Our planet can be a very loud place. From the noise of big cities to the constant chatter of the digital world, it can sometimes feel difficult to find peace and quiet no matter where you are.
As someone who is partially deaf, I spend a lot of time trying to filter through noise to understand people and process experiences. I tend to appreciate quiet places the most, because I can relax into my other senses and fully take in my surroundings.
We’ve found a number of wonderfully hushed places in our travels, and these are some of our favorite quiet spots around the world.

Quiet Experience: Hiking Himakånå
Location: Nedstrand, Norway
What Makes It Special to Michael:
Mention Trolltunga, and most people can imagine the picturesque rock outcropping in Norway that hangs above a tranquil glacier lake. It springs to mind so readily because of the thousands of Instagram photos featuring the spot, many of which were taken after the subjects waited in line for several hours among the crowds. We were looking for the opposite of that.
When the Norwegians we met in Bergen had never heard of Himakånå, we knew we were on the right track. Himakånå, located in a tiny village with just over 200 residents, offers similar vistas of placid fjords. On our climb, the only sounds were sheep’s bells ringing softly in the hills. We were surrounded by deep green moss climbing every tree trunk.
And when we reached the top, the precipice of Himakånå jutted out over empty space, the water of the fjord undulating far below in the failing light.

# Given problem A
Work out how many lines of the entries contain the word "woman", treating case as significant, and give only that number.
The passage on quiet places and the entries are separate material.

# Data for processing
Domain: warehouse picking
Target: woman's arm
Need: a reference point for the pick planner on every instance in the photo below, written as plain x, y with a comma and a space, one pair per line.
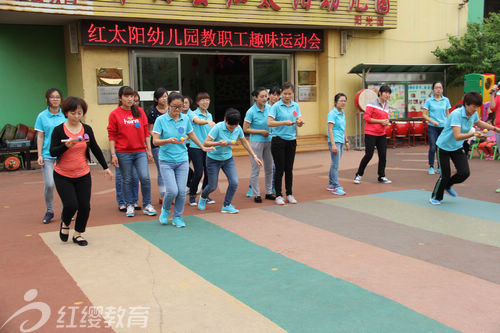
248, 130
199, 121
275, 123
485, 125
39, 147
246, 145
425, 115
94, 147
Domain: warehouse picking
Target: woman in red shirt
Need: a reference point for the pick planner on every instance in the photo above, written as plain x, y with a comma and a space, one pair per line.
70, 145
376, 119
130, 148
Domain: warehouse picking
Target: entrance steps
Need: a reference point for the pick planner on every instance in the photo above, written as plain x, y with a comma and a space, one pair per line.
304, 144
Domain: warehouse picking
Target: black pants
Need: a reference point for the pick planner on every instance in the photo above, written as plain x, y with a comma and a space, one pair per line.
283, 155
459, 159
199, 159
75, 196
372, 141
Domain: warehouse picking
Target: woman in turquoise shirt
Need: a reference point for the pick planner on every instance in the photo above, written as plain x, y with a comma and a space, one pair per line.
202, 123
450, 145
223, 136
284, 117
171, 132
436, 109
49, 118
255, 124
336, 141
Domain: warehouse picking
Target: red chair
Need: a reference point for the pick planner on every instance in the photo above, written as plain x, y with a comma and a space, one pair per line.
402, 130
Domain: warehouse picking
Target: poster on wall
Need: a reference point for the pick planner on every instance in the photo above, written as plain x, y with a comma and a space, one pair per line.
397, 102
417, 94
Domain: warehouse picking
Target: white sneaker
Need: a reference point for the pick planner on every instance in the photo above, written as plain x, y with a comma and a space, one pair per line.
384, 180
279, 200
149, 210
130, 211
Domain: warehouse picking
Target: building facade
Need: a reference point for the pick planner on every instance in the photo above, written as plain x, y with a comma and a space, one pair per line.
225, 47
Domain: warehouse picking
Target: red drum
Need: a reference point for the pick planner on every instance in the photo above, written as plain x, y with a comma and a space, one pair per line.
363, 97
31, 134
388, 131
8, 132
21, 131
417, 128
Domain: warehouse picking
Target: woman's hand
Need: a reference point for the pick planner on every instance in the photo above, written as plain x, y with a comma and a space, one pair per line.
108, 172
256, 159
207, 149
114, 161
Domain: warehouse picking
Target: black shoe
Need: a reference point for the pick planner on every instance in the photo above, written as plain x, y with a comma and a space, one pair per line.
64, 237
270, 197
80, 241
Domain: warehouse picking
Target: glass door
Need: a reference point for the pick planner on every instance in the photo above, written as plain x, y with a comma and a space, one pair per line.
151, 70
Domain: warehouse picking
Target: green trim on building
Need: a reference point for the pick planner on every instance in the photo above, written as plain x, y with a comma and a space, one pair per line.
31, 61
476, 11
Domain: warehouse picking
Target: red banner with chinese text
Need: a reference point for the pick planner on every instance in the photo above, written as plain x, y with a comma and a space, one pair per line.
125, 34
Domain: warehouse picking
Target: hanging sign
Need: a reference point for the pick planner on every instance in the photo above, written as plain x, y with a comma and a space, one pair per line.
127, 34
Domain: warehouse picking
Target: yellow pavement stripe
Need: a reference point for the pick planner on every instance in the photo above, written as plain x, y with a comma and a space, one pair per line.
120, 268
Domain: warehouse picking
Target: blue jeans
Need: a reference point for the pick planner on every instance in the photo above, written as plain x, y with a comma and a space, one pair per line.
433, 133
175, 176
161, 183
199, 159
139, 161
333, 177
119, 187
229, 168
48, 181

* * *

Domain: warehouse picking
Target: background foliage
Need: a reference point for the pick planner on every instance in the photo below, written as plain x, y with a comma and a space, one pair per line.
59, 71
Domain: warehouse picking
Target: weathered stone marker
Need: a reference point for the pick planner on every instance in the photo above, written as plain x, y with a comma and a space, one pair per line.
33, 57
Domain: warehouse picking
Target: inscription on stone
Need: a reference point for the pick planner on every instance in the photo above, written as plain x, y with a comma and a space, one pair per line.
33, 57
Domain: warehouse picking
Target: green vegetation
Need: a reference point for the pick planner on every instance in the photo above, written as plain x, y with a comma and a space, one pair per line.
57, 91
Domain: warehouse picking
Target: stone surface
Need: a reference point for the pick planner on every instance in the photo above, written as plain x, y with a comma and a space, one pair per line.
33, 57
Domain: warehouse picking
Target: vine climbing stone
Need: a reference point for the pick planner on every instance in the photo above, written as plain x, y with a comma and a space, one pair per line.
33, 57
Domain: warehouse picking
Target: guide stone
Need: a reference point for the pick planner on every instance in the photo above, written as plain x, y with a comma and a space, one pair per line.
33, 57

# Given problem B
Print the part of the passage on quiet places between "Quiet Experience: Hiking" and "opposite of that.", inclusive, copying it word for word.

# Final result A
4

# Final result B
Quiet Experience: Hiking Himakånå
Location: Nedstrand, Norway
What Makes It Special to Michael:
Mention Trolltunga, and most people can imagine the picturesque rock outcropping in Norway that hangs above a tranquil glacier lake. It springs to mind so readily because of the thousands of Instagram photos featuring the spot, many of which were taken after the subjects waited in line for several hours among the crowds. We were looking for the opposite of that.